The records follow. Filter them to the lines that hold "tomato".

---------- Working data ----------

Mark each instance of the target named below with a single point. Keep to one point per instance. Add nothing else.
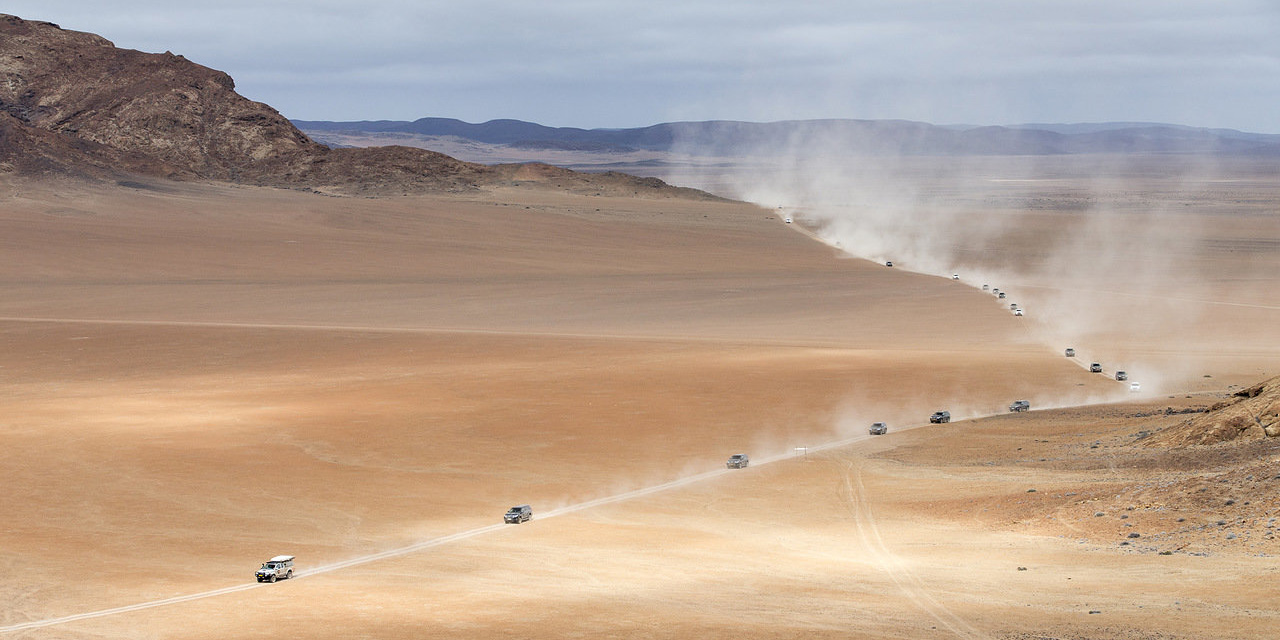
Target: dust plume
(1121, 256)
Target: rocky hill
(73, 104)
(859, 137)
(1252, 414)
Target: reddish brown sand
(199, 378)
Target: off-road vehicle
(517, 515)
(279, 567)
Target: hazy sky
(630, 63)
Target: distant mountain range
(850, 137)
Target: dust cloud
(1120, 256)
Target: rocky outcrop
(1251, 414)
(73, 104)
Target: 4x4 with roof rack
(519, 513)
(279, 567)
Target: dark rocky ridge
(73, 104)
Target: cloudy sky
(630, 63)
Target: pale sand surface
(200, 378)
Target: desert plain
(195, 378)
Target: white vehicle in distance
(279, 567)
(519, 513)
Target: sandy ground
(197, 378)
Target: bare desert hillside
(199, 378)
(73, 104)
(211, 355)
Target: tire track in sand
(865, 524)
(854, 494)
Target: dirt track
(199, 379)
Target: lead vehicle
(279, 567)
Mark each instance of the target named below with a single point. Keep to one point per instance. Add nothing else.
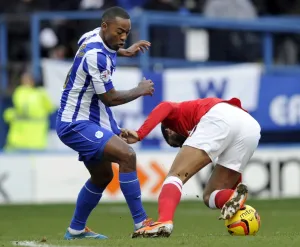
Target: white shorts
(228, 134)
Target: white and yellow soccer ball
(245, 222)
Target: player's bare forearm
(115, 98)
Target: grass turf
(195, 225)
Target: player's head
(115, 27)
(172, 138)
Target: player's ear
(103, 26)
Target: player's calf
(85, 233)
(236, 202)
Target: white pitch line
(36, 244)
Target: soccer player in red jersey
(207, 130)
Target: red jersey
(181, 117)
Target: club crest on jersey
(99, 134)
(105, 75)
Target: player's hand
(140, 46)
(124, 134)
(132, 137)
(146, 87)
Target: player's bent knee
(128, 161)
(102, 180)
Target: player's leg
(88, 198)
(97, 146)
(118, 151)
(188, 162)
(223, 184)
(208, 140)
(233, 160)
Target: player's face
(174, 139)
(116, 32)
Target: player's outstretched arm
(158, 115)
(97, 65)
(140, 46)
(114, 97)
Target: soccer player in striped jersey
(207, 130)
(86, 123)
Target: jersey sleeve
(97, 65)
(159, 113)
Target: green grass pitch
(195, 225)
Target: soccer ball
(245, 222)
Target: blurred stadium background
(226, 48)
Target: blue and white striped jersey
(89, 75)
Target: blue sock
(131, 189)
(87, 200)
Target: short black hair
(113, 12)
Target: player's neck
(105, 43)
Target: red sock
(222, 197)
(169, 198)
(239, 181)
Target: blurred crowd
(58, 38)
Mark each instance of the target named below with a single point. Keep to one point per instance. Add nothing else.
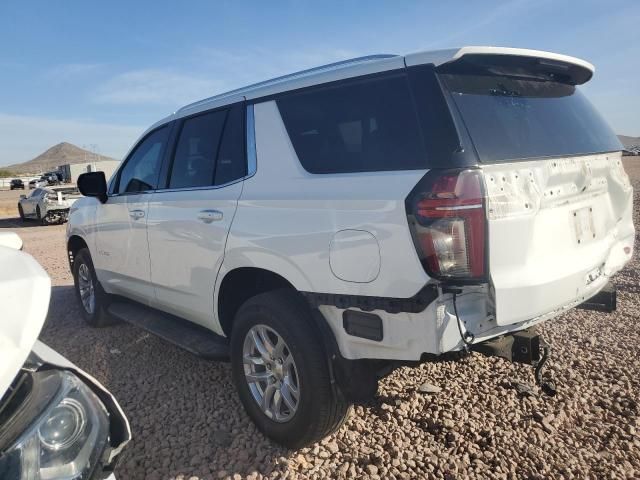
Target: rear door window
(360, 126)
(194, 162)
(231, 164)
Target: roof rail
(290, 76)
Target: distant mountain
(59, 154)
(629, 141)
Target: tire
(41, 219)
(96, 316)
(321, 408)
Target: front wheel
(281, 371)
(93, 300)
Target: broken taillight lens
(446, 210)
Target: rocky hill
(629, 141)
(59, 154)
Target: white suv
(326, 226)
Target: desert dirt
(188, 422)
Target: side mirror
(93, 184)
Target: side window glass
(231, 163)
(140, 173)
(196, 151)
(365, 125)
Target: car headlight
(67, 435)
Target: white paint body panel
(348, 233)
(536, 259)
(25, 289)
(354, 256)
(121, 256)
(289, 230)
(185, 251)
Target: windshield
(510, 118)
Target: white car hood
(25, 289)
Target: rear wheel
(41, 219)
(92, 298)
(281, 371)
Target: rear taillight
(446, 212)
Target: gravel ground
(188, 422)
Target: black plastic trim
(416, 304)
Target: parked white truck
(337, 222)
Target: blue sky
(98, 73)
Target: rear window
(511, 118)
(362, 126)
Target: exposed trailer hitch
(525, 347)
(547, 386)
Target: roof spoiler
(507, 61)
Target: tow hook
(548, 386)
(526, 347)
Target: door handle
(136, 214)
(208, 216)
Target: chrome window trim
(252, 155)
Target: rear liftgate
(446, 212)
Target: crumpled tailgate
(558, 229)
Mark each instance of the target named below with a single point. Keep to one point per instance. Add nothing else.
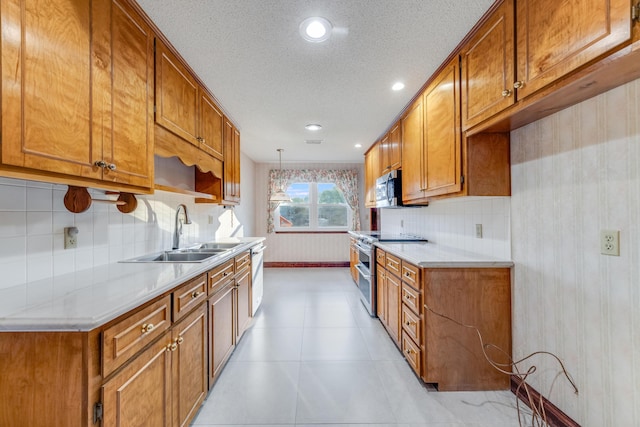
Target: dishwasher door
(257, 279)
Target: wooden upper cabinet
(371, 173)
(442, 156)
(46, 86)
(211, 127)
(488, 69)
(176, 96)
(124, 126)
(76, 83)
(389, 151)
(231, 167)
(394, 147)
(412, 140)
(555, 38)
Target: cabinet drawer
(411, 274)
(188, 296)
(242, 261)
(412, 353)
(219, 276)
(411, 324)
(411, 298)
(392, 263)
(127, 337)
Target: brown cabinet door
(211, 126)
(442, 148)
(46, 86)
(243, 289)
(140, 394)
(394, 147)
(126, 124)
(176, 96)
(231, 167)
(412, 141)
(189, 366)
(555, 38)
(488, 69)
(393, 306)
(221, 336)
(372, 172)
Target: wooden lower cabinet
(439, 350)
(221, 335)
(165, 384)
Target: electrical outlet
(610, 242)
(70, 237)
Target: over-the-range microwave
(389, 190)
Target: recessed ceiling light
(315, 29)
(313, 126)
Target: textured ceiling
(271, 82)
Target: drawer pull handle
(147, 327)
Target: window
(314, 206)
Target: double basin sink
(197, 253)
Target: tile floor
(314, 356)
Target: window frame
(314, 206)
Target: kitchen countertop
(87, 299)
(436, 256)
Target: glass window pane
(332, 216)
(329, 193)
(294, 216)
(299, 192)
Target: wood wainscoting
(277, 264)
(555, 416)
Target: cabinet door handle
(147, 327)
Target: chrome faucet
(178, 230)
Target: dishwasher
(257, 279)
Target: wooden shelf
(183, 191)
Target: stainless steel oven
(366, 276)
(367, 262)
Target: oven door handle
(365, 273)
(364, 249)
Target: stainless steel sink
(177, 256)
(214, 245)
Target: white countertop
(84, 300)
(437, 256)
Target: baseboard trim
(304, 264)
(555, 417)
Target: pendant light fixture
(280, 196)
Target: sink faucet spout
(178, 228)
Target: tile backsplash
(452, 223)
(33, 218)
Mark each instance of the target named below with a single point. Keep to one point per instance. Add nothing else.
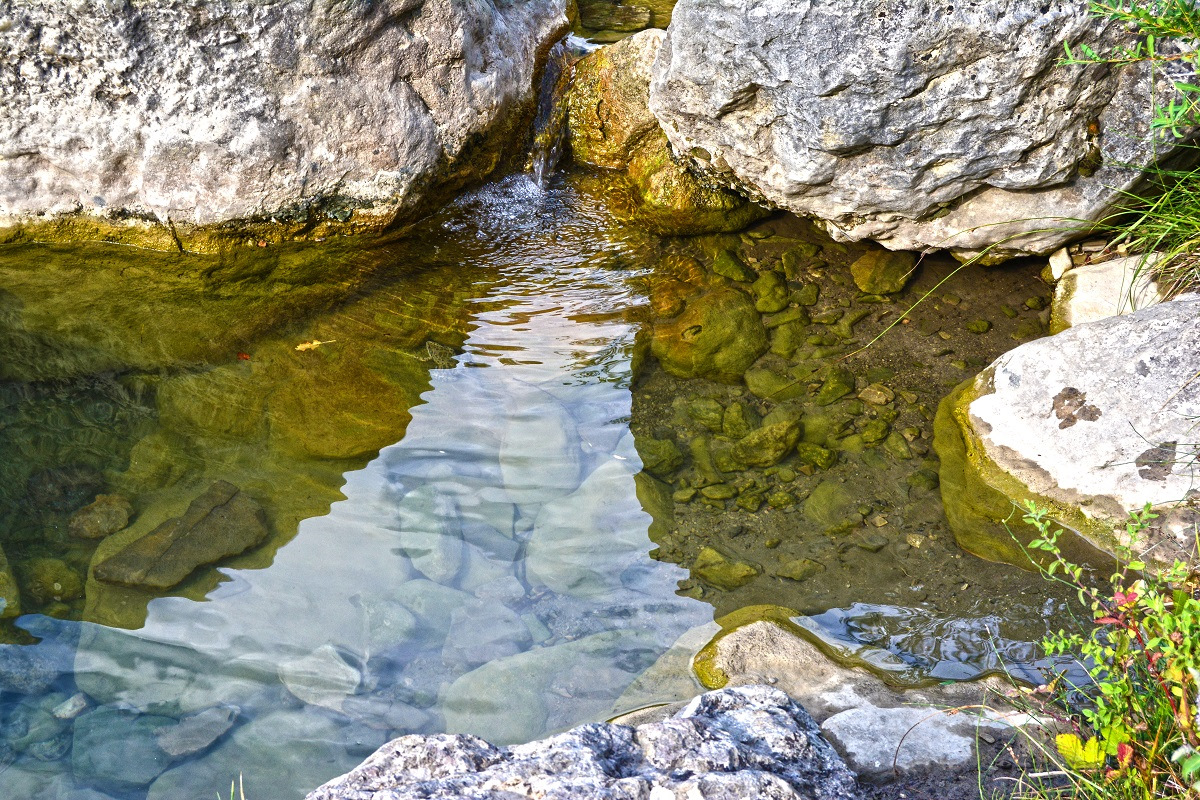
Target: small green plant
(1133, 723)
(1168, 31)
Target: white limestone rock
(919, 125)
(1092, 292)
(745, 743)
(1095, 422)
(199, 112)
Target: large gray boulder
(201, 112)
(742, 743)
(1093, 422)
(919, 125)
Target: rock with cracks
(744, 743)
(919, 125)
(143, 120)
(1092, 423)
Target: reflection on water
(457, 527)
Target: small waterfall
(550, 121)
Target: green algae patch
(150, 311)
(984, 504)
(718, 336)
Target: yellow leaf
(1080, 756)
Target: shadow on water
(425, 463)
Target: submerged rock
(1093, 422)
(322, 678)
(917, 127)
(295, 113)
(220, 523)
(106, 515)
(743, 743)
(718, 336)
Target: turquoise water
(438, 432)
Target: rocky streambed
(275, 495)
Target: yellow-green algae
(984, 503)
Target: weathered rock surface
(193, 113)
(106, 515)
(10, 596)
(873, 723)
(745, 743)
(1092, 292)
(220, 523)
(1093, 422)
(611, 126)
(718, 336)
(917, 125)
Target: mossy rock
(838, 383)
(672, 202)
(882, 271)
(609, 115)
(768, 445)
(718, 336)
(833, 507)
(718, 571)
(660, 457)
(10, 596)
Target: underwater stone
(771, 293)
(481, 632)
(660, 457)
(707, 413)
(729, 265)
(196, 732)
(839, 383)
(801, 570)
(815, 455)
(322, 678)
(510, 701)
(222, 522)
(581, 543)
(715, 570)
(875, 432)
(882, 271)
(106, 515)
(739, 420)
(833, 507)
(119, 750)
(718, 336)
(769, 444)
(51, 579)
(431, 533)
(768, 384)
(876, 395)
(898, 446)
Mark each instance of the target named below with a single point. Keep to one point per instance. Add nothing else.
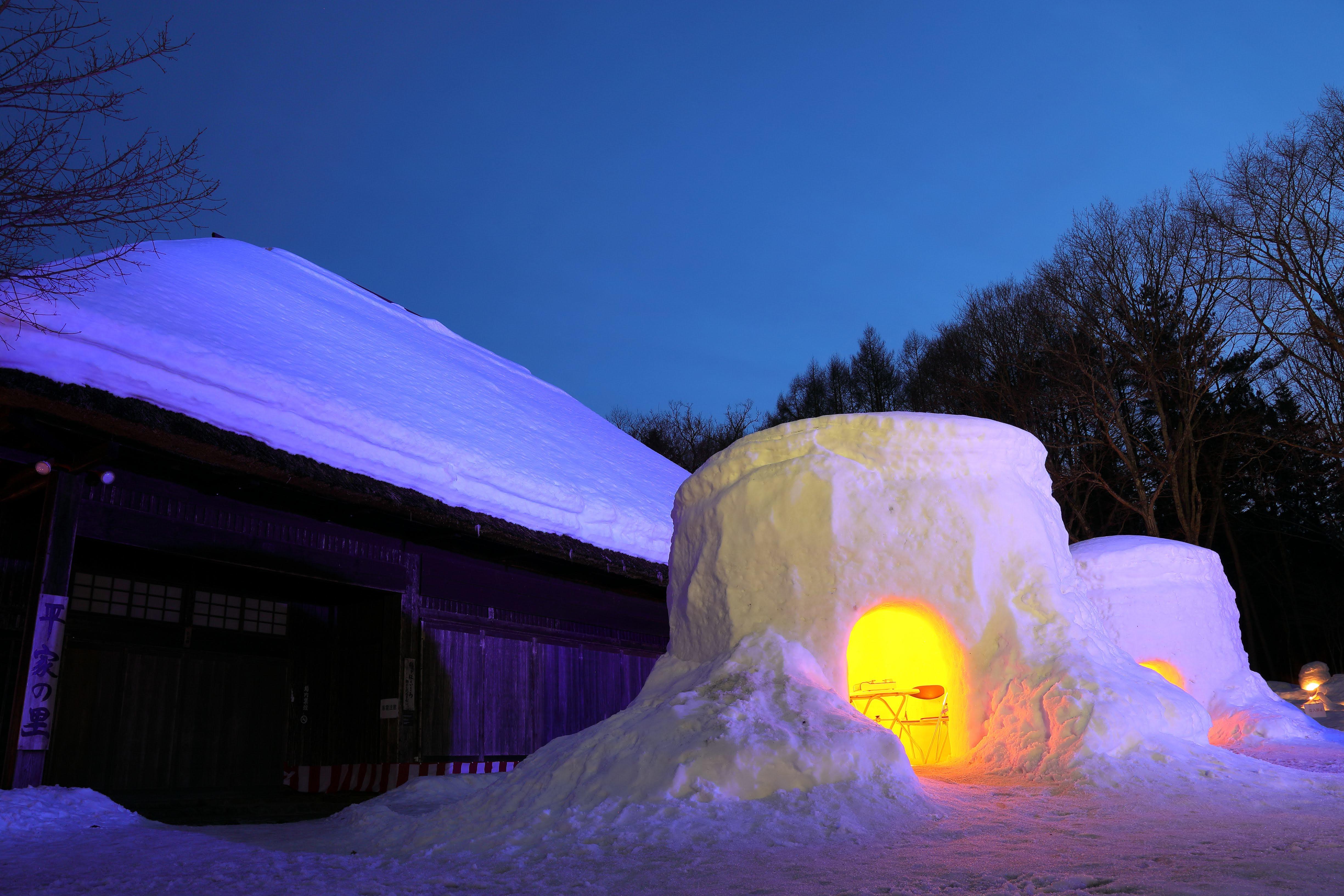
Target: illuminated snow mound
(269, 346)
(753, 742)
(804, 529)
(1170, 602)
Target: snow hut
(283, 522)
(943, 532)
(1170, 606)
(912, 568)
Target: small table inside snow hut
(937, 746)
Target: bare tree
(65, 187)
(1281, 203)
(1152, 355)
(685, 437)
(865, 383)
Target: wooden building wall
(502, 660)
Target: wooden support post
(30, 739)
(409, 737)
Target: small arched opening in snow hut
(906, 673)
(1167, 671)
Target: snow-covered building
(257, 516)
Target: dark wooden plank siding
(147, 721)
(507, 696)
(501, 695)
(452, 702)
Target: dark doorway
(189, 673)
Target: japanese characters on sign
(44, 670)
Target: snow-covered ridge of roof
(267, 344)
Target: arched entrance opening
(906, 673)
(1166, 671)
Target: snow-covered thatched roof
(265, 344)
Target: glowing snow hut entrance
(905, 673)
(1166, 671)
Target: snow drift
(750, 743)
(783, 543)
(265, 344)
(807, 527)
(41, 811)
(1171, 602)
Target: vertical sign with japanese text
(409, 684)
(40, 696)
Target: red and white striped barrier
(377, 777)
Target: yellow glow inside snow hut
(1166, 671)
(906, 675)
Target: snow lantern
(1314, 675)
(1168, 605)
(920, 557)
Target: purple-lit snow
(267, 344)
(982, 836)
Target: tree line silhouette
(1183, 365)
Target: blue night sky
(687, 201)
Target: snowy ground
(988, 838)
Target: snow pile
(45, 809)
(807, 527)
(752, 743)
(269, 346)
(1171, 602)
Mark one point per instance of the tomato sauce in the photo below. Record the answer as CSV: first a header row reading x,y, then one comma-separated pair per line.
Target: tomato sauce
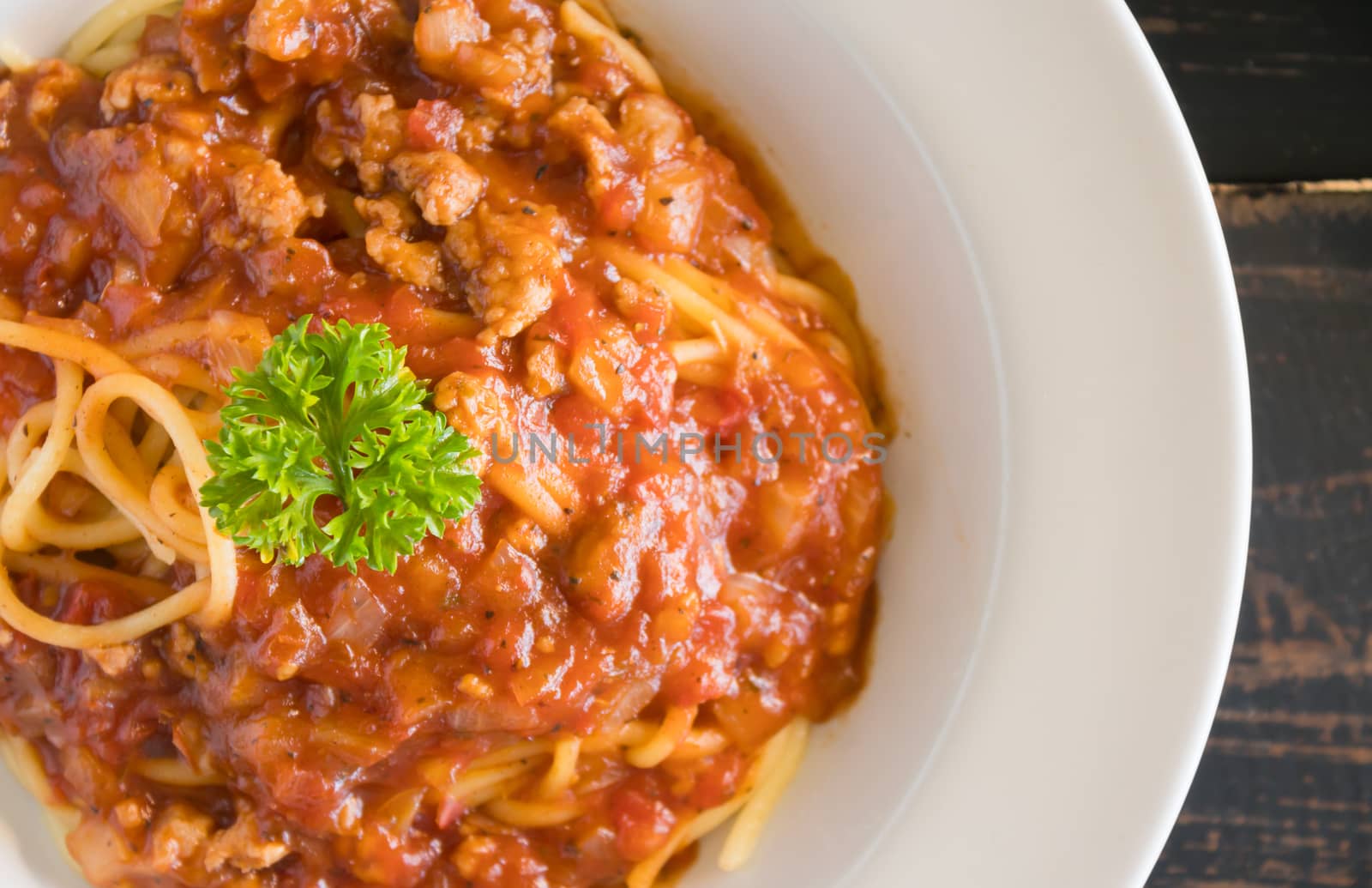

----------

- **Exercise result**:
Mark one point per instance of the tomato sauce in the photo below. Record the answer as CSV: first a header row reading x,y, then one comma-separated pair per line.
Target: tomato sauce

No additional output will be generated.